Count how many lines of the data include "below". The answer is that number and nothing else.

---------- Information

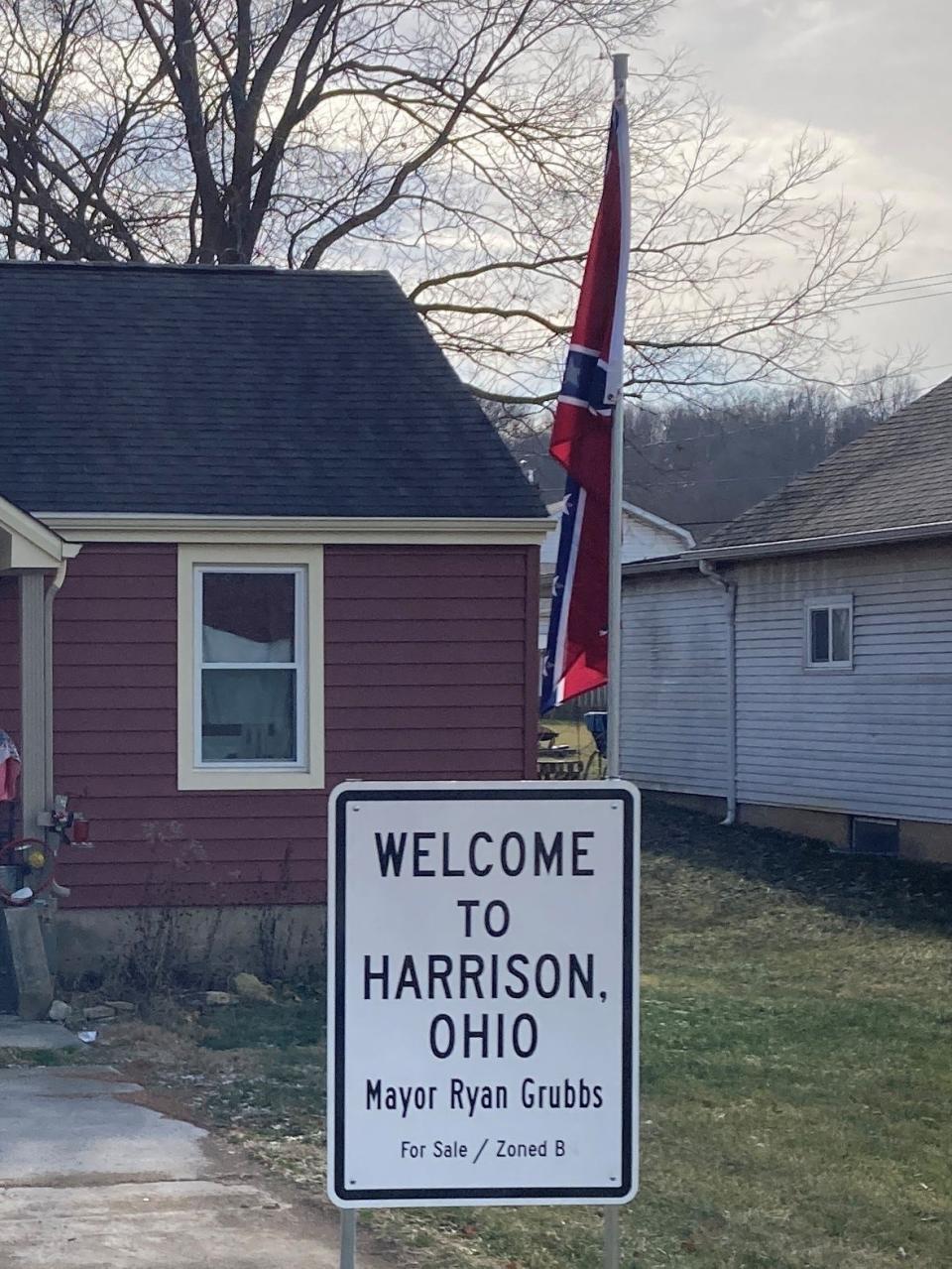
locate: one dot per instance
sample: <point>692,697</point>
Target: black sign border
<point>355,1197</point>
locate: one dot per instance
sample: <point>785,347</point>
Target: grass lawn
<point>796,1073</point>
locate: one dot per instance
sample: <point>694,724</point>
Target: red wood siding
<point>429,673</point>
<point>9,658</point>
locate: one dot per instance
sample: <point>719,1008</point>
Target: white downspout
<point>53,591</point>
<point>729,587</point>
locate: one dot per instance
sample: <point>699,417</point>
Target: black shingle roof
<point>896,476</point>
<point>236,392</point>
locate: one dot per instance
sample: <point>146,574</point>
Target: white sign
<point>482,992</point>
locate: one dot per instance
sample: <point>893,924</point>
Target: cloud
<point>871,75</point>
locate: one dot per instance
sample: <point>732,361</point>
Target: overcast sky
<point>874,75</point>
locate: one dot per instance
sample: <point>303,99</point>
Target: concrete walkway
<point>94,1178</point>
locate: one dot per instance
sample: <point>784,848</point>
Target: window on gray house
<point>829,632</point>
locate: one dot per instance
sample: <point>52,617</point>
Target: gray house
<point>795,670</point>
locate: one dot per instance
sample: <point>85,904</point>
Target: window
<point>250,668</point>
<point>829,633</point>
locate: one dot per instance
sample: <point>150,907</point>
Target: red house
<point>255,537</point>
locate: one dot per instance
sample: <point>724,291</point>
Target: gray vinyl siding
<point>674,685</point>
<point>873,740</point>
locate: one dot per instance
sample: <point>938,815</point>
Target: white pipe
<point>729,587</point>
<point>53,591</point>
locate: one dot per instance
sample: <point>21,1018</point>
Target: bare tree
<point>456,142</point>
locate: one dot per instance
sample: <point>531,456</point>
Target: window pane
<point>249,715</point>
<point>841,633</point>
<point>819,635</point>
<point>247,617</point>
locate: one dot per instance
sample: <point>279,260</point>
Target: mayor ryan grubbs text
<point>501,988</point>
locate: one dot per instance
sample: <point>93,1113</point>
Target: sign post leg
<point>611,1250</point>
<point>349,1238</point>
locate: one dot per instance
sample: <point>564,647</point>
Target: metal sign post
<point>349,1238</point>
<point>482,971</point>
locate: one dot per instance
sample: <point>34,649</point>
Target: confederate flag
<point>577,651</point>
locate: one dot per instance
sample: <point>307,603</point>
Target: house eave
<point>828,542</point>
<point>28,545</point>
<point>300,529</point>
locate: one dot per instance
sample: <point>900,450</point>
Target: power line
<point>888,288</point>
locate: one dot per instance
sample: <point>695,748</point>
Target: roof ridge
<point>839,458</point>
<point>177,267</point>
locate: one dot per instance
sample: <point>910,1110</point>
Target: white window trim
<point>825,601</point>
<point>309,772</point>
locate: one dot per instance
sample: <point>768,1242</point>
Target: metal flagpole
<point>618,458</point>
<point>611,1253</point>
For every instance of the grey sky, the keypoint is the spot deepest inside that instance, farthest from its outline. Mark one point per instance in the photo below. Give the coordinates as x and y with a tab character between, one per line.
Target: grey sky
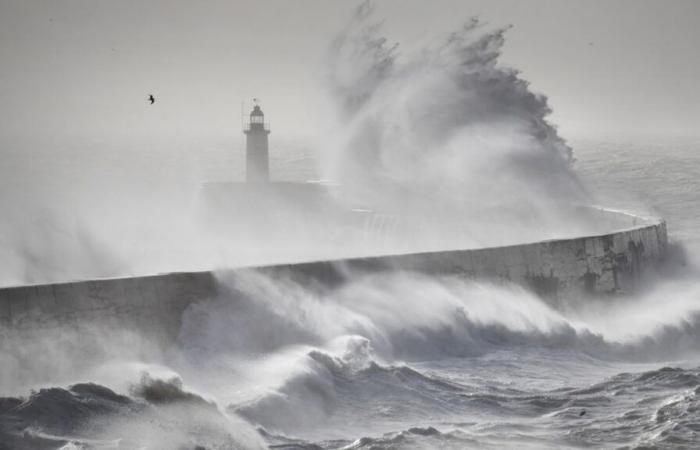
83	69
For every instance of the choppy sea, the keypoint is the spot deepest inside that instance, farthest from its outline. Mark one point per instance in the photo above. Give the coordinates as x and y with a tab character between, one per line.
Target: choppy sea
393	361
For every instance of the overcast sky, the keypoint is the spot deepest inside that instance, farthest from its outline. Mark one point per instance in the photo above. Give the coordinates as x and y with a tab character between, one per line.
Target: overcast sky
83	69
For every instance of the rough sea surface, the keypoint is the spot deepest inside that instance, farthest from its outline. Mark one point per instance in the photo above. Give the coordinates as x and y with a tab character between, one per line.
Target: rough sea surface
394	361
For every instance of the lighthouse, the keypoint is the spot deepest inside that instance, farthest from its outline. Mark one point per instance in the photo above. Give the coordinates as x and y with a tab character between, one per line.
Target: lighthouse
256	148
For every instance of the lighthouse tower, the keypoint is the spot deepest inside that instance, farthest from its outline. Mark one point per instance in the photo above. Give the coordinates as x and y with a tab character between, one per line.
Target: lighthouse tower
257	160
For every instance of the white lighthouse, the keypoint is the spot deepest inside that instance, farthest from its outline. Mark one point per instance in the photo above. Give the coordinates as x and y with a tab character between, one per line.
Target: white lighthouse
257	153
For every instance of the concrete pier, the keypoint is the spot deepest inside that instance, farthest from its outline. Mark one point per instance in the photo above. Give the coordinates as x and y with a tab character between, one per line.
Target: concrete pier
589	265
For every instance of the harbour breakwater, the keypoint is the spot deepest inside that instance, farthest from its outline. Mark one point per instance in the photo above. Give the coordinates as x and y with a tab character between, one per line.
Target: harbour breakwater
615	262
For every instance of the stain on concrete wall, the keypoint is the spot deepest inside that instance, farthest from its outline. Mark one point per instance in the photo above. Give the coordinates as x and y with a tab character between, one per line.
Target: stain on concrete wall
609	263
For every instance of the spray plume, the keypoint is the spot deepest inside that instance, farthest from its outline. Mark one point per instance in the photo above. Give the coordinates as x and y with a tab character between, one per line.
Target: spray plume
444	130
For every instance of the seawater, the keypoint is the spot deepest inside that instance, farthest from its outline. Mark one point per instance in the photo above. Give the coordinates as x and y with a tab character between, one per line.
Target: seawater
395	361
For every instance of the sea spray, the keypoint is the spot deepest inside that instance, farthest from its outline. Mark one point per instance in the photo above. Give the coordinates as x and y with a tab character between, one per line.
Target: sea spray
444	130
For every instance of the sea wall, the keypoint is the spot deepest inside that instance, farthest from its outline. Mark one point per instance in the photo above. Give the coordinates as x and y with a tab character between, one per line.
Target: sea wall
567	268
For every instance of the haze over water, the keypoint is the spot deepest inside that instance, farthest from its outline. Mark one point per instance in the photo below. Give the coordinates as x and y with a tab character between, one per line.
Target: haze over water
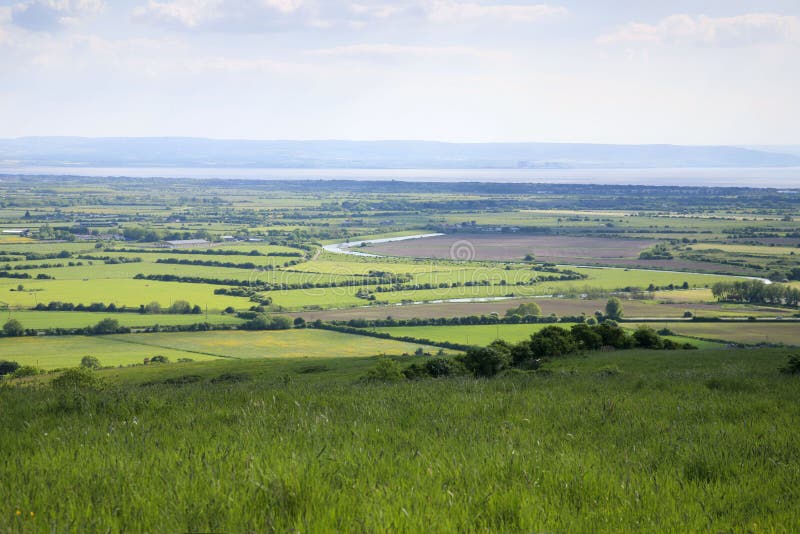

--------------------

*Expected answer:*
2